### Reading passage
=====
At least if you know the type is gone forever, you can designate a lectotype. But it takes time to find any duplicates in other herbaria, since one of them should be designated the type if the holotype is gone, or to be sure that there are no extant duplicates so you have to select an appropriate specimen as the lectotype.
I think that I speak for the Aroid community in saying that we are thankful that professor Croat does not take this approach. He publishes new species in nearly every issue of Aroideana, and if he waited until he had a comprehensive work, they would likely still be undescribed.
On the other hand, it is legitimate for the author to wait until he/she is comfortable with the full picture. Describing a new species and being told later that it is a junior synonym of an obscure old name is something we DO prefer to avoid.
Simply because the whole business if neither simple nor easy . This a good summary:
Aside: Better not anticipate new scientific names in a “non-publication”…
I recall a case where a new subspecies of lizard had been described in an unpublished work, maybe a thesis, and it included a proposed scientific name. The new description was in the works for formal publication when someone else prepared and published a dichotomous key to the lizards in that genus and used that new name, with a description of the taxon’s characteristics, presumably taken from the unpublished document. Unintentionally, the author of that key became the describer of that subspecies … the original researcher got scooped.
=====
[Referring-expression pointing data]
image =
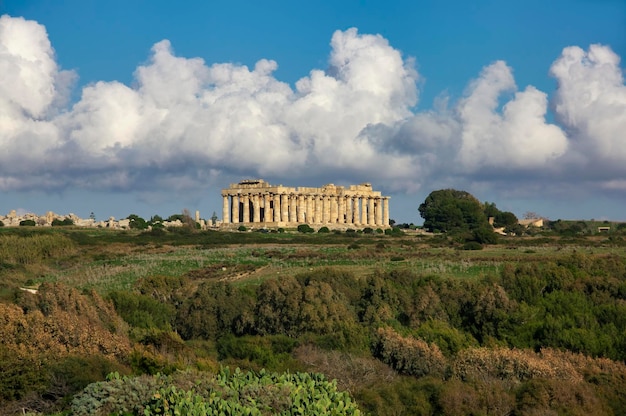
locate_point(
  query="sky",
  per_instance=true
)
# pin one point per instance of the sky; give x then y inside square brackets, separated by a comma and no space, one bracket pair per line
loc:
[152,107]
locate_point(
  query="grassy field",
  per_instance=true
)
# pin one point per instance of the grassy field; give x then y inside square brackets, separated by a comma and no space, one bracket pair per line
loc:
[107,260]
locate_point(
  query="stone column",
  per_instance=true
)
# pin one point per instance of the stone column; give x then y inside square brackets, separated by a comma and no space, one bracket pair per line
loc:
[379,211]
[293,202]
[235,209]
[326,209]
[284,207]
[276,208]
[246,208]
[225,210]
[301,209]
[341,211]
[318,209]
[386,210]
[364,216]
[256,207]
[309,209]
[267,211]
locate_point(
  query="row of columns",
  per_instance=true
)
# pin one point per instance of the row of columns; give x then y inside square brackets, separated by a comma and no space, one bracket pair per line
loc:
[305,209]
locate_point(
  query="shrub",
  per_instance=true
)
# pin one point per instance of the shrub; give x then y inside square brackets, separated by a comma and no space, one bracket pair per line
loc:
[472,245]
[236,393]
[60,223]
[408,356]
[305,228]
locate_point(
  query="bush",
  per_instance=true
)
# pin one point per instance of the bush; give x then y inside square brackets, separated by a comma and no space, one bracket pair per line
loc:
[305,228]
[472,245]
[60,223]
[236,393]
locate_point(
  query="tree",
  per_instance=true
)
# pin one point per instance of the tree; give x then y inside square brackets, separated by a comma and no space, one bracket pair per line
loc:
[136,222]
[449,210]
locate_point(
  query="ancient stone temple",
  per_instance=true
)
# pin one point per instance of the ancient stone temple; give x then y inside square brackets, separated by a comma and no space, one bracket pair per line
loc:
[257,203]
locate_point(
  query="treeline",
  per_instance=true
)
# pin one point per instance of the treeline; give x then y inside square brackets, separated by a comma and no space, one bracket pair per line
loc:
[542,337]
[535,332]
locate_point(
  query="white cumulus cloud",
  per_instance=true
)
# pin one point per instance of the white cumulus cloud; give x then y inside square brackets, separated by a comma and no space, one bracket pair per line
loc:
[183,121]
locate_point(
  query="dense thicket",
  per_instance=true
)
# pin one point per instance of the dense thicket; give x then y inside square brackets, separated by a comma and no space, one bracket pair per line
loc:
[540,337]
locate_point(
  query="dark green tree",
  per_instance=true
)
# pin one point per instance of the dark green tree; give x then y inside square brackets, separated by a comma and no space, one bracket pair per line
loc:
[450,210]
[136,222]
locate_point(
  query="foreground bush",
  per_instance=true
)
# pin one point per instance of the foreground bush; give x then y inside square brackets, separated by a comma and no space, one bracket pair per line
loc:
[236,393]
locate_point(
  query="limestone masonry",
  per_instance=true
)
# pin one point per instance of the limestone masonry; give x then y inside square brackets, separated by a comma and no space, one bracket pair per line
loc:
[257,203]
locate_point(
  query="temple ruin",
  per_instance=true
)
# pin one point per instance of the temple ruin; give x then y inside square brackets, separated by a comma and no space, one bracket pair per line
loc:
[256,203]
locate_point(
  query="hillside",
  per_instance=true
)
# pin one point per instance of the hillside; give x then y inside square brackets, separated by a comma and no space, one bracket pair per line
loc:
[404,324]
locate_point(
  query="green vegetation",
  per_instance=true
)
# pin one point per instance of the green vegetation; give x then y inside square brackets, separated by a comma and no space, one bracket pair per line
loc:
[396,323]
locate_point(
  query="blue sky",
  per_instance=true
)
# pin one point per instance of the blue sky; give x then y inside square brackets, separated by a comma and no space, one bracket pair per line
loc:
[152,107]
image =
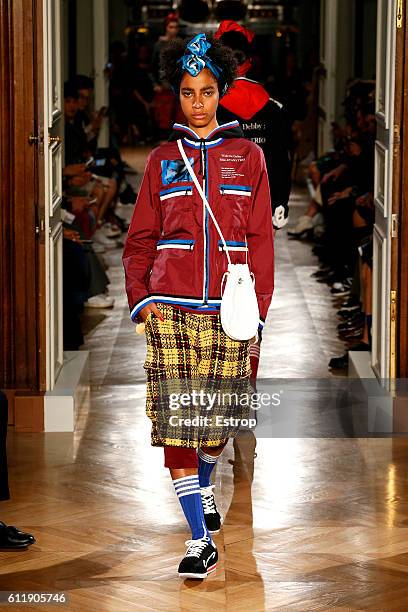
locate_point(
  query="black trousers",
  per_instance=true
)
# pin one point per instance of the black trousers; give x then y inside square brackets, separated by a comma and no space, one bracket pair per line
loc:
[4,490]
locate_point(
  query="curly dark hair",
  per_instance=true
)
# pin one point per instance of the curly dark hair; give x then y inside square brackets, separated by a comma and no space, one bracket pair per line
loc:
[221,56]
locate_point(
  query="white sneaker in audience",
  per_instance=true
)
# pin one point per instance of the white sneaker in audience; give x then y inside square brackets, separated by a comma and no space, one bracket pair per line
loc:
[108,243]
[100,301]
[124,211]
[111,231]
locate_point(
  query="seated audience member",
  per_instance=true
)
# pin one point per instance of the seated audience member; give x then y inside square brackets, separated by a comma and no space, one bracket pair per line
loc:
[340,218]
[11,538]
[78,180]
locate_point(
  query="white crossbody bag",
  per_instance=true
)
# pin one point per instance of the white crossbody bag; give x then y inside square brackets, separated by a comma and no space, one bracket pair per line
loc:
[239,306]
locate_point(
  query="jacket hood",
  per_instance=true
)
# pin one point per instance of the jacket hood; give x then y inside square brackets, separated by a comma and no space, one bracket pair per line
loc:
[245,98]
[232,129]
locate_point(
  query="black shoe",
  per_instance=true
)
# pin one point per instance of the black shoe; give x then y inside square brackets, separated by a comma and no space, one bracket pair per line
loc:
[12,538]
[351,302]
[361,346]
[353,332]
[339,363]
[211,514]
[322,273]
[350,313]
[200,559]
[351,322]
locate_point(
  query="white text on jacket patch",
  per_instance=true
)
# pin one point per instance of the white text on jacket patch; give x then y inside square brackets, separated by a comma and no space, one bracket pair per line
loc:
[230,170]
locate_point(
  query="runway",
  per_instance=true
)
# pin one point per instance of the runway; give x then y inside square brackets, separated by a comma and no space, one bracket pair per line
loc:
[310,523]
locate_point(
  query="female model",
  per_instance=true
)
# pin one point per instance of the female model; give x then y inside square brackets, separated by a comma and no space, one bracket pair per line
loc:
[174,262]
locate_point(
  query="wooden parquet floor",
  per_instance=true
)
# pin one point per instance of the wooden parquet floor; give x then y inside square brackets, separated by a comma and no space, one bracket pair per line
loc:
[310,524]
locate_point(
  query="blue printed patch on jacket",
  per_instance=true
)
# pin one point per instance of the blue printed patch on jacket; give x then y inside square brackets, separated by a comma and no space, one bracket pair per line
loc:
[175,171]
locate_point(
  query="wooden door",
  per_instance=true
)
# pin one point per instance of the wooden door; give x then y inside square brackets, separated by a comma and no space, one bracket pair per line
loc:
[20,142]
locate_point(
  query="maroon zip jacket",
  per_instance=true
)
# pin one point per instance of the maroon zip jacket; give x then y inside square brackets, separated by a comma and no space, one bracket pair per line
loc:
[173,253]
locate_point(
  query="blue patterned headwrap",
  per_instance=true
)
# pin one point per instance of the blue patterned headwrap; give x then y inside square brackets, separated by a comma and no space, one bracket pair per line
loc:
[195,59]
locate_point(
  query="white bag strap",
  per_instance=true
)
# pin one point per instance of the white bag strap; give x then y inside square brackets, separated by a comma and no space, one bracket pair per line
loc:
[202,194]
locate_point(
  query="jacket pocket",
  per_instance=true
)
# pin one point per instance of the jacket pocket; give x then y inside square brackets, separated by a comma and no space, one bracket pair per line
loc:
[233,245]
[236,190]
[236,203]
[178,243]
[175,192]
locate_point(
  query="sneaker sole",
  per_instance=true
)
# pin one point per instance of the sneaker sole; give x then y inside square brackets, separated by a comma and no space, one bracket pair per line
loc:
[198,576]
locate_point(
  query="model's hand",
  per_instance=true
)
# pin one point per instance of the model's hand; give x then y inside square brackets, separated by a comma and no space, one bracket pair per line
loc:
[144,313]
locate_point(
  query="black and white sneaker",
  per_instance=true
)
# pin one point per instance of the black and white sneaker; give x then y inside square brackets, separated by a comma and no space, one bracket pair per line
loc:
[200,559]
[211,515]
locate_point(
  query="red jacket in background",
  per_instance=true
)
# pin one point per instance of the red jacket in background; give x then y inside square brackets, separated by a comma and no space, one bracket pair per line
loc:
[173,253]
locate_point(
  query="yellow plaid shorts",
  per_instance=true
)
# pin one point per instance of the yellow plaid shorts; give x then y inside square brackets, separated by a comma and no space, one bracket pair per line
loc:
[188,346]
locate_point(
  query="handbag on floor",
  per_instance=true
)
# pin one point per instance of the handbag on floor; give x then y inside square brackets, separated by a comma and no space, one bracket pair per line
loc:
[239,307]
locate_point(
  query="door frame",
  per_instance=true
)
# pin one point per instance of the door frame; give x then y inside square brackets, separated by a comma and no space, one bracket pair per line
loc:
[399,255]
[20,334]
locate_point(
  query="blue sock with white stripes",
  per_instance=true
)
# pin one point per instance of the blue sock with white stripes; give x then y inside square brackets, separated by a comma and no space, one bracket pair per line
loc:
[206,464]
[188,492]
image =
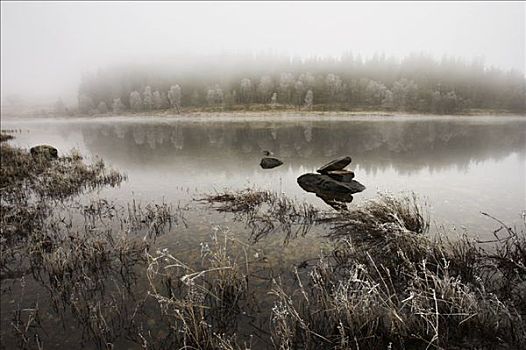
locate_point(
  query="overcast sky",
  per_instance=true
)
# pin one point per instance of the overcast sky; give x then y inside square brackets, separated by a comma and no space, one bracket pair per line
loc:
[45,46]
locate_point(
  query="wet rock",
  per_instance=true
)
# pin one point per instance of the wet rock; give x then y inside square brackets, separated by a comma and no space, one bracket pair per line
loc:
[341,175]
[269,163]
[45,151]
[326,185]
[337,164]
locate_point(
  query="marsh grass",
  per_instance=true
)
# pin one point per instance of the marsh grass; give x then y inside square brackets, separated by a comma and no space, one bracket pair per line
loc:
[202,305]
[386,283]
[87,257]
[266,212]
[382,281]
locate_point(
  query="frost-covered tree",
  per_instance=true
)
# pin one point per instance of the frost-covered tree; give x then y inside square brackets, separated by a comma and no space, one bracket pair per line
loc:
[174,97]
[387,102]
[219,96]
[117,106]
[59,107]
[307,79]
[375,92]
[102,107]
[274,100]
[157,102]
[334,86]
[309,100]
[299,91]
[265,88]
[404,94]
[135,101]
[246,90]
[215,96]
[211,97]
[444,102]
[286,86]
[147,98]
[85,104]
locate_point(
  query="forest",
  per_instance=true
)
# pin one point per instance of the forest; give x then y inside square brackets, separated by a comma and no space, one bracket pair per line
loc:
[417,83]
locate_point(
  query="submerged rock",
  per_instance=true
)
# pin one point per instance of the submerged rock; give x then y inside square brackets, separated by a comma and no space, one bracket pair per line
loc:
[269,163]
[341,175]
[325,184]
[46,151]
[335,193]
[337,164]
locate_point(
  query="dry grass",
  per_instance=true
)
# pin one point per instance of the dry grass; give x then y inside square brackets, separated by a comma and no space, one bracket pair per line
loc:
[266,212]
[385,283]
=====
### What you will do
Please return the part of the taxonomy discussion starting at "On the other" and ending at "prefer to avoid.". The listing isn't needed for anything here.

### Result
On the other hand, it is legitimate for the author to wait until he/she is comfortable with the full picture. Describing a new species and being told later that it is a junior synonym of an obscure old name is something we DO prefer to avoid.